— begin —

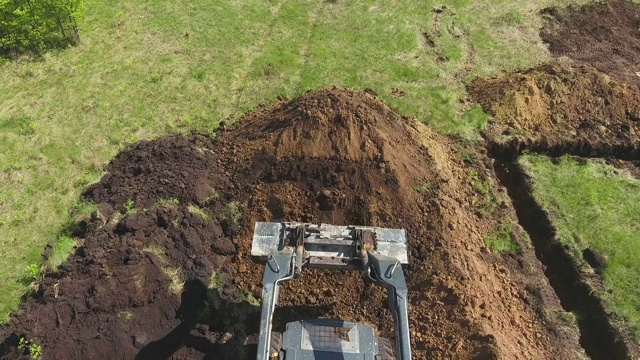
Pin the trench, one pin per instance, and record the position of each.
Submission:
(509, 151)
(599, 338)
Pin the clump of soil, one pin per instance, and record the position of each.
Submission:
(604, 35)
(174, 277)
(560, 104)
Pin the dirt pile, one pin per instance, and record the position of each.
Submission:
(173, 277)
(604, 35)
(560, 104)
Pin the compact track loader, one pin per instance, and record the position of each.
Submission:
(378, 253)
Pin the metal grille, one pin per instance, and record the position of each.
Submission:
(330, 338)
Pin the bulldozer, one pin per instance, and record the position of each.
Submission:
(287, 248)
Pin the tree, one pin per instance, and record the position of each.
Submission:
(33, 26)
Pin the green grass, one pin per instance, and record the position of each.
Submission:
(147, 68)
(597, 206)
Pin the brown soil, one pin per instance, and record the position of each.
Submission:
(560, 104)
(330, 156)
(604, 35)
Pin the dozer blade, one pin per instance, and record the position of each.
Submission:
(328, 246)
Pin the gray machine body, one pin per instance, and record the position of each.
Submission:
(329, 339)
(289, 247)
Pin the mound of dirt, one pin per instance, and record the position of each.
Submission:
(562, 105)
(174, 277)
(604, 35)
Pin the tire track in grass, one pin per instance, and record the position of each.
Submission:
(242, 72)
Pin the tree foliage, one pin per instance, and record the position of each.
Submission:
(36, 25)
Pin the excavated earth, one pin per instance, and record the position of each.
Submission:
(604, 35)
(331, 156)
(163, 268)
(585, 103)
(561, 107)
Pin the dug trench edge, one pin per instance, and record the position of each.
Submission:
(598, 335)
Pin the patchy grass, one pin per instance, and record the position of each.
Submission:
(196, 210)
(216, 280)
(175, 274)
(595, 205)
(147, 68)
(502, 239)
(233, 211)
(60, 252)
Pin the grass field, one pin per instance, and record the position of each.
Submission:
(596, 206)
(147, 68)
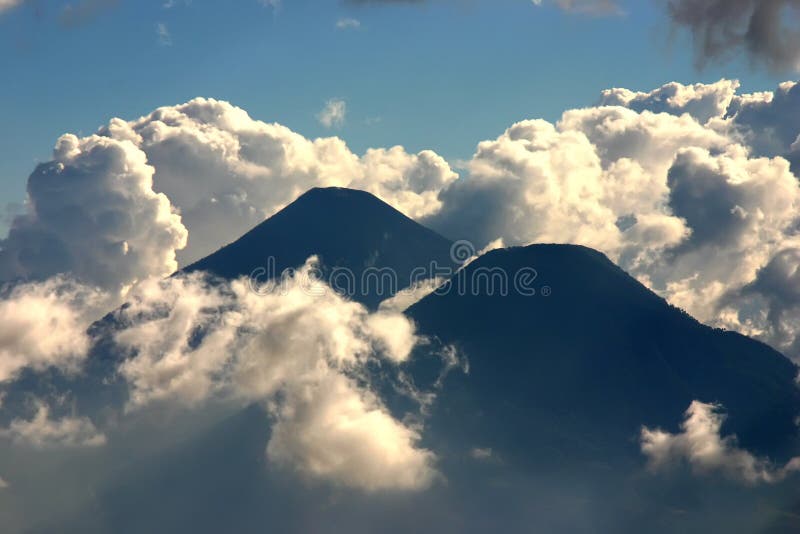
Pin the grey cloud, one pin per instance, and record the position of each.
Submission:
(765, 29)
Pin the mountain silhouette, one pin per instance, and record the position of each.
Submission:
(581, 365)
(353, 233)
(539, 432)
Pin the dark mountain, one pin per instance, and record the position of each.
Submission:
(357, 237)
(575, 374)
(540, 435)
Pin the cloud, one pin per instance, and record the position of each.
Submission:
(45, 325)
(92, 213)
(8, 5)
(333, 114)
(83, 11)
(226, 172)
(43, 432)
(299, 349)
(405, 298)
(347, 23)
(766, 30)
(686, 187)
(587, 7)
(701, 101)
(162, 32)
(701, 445)
(335, 432)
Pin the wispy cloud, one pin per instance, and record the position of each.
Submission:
(347, 23)
(7, 5)
(333, 114)
(83, 11)
(162, 32)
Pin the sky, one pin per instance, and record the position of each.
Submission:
(140, 137)
(440, 75)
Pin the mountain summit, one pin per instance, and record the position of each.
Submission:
(579, 366)
(353, 232)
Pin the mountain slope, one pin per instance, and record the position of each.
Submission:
(347, 229)
(579, 371)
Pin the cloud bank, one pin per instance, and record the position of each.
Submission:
(701, 445)
(300, 350)
(689, 188)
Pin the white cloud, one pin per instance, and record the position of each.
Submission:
(706, 451)
(295, 348)
(92, 213)
(45, 324)
(347, 23)
(685, 206)
(7, 5)
(701, 101)
(162, 32)
(333, 431)
(227, 172)
(333, 114)
(43, 432)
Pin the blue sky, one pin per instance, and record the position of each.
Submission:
(444, 75)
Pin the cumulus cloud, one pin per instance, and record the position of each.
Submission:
(299, 349)
(92, 213)
(702, 447)
(701, 101)
(686, 187)
(333, 431)
(333, 114)
(44, 432)
(45, 325)
(767, 30)
(227, 172)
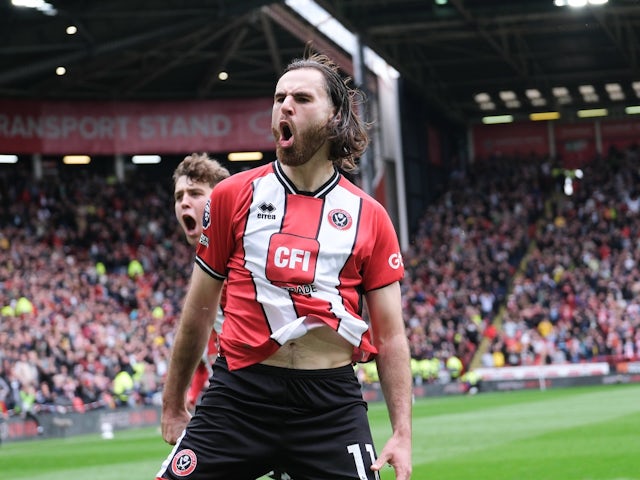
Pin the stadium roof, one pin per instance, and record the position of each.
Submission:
(463, 56)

— end —

Restate the data above word for word. Do not include the images.

Pin the trench, one pin per instance, and record the position of each.
Submission:
(509, 151)
(599, 338)
Pin the clump of soil, one pin per instance, and record the position of each.
Submission:
(604, 35)
(174, 277)
(560, 104)
Pin the dirt pile, one pin per instance, and record the position of each.
Submission:
(173, 277)
(604, 35)
(560, 104)
Pin the compact track loader, one pin per instance, and record the position of each.
Submission:
(378, 253)
Pin the metal grille, one pin per instance, and record the position of each.
Submission:
(330, 338)
Pin the bulldozer, one pin per instance, and record the position of each.
Submission:
(287, 248)
Pin the tree, one pin per instance, and record the position of each.
Submission:
(33, 26)
Pin the green grass, one pin per instance, and record the position of each.
Submission:
(147, 68)
(597, 206)
Pin the brown soil, one pin per instance, and record the position of each.
Submission:
(560, 104)
(330, 156)
(604, 35)
Pin the dozer blade, one pin per instance, and record the position of each.
Submission:
(328, 246)
Pin the gray machine body, one pin per instance, and record the position of each.
Submission:
(329, 339)
(289, 247)
Pin the mound of dirt, one pin per instance, and record the position of each.
Submission:
(562, 105)
(174, 277)
(604, 35)
Pin the tire track in grass, one pin per instance, and record the position of each.
Submission:
(242, 72)
Pin the tree foliage, one pin per instance, and record the position of each.
Submission:
(36, 25)
Pin the excavated earth, one pin per instance, and record the position of each.
Submission:
(604, 35)
(331, 156)
(163, 268)
(585, 103)
(561, 107)
Pin the dug trench edge, one pin per instance, and record the position of each.
Submission:
(598, 335)
Pin the patchy grass, one pin per instance, and record the position of each.
Submission:
(196, 210)
(216, 280)
(175, 274)
(595, 205)
(147, 68)
(502, 239)
(233, 211)
(60, 252)
Pin the grass field, one pin per instance, and record the position of each.
Submission:
(596, 206)
(147, 68)
Pin the grey cloud, one pin per instance, and record the position of each.
Submission:
(765, 29)
Pin the mountain silhouette, one pin per instance, and record the position of each.
Submission:
(581, 365)
(353, 233)
(539, 432)
Pin the dark mountain, one pin per instance, and record the position of each.
Submission:
(357, 237)
(575, 374)
(540, 435)
Pin the cloud, one pin per instance, and record the position of each.
Submission:
(45, 325)
(92, 213)
(8, 5)
(333, 114)
(83, 11)
(226, 172)
(43, 432)
(299, 349)
(405, 298)
(347, 23)
(766, 30)
(686, 187)
(587, 7)
(701, 101)
(162, 32)
(701, 445)
(335, 432)
Pin the wispy cloud, one pin per instance, and record the position of each.
Submission:
(347, 23)
(7, 5)
(333, 114)
(83, 11)
(162, 32)
Pin the sky, one pin per instance, and record the position of each.
Submission:
(140, 137)
(440, 75)
Pin the mountain summit, one pin per instance, and record the position of each.
Submission:
(579, 366)
(353, 232)
Pin the mountain slope, one pin per instance, and record the position of each.
Submission:
(347, 229)
(579, 371)
Pin the cloud bank, one pin per instance, and record the position of each.
Submission:
(701, 445)
(300, 350)
(689, 188)
Pin the white cloud, one pin per instance, and record the position of each.
Submission:
(706, 451)
(295, 348)
(92, 213)
(45, 324)
(347, 23)
(685, 206)
(7, 5)
(701, 101)
(162, 32)
(333, 431)
(227, 172)
(333, 114)
(43, 432)
Pin the blue sky, one pin per instance, and record the position of each.
Submission:
(444, 75)
Pin the cumulus cloud, one pin per instance, and record the position of each.
Submission:
(299, 349)
(92, 213)
(702, 447)
(701, 101)
(686, 187)
(333, 431)
(333, 114)
(44, 432)
(45, 325)
(767, 30)
(227, 172)
Pin the stadium roof, one pin per instance, and record the position of each.
Submission:
(463, 56)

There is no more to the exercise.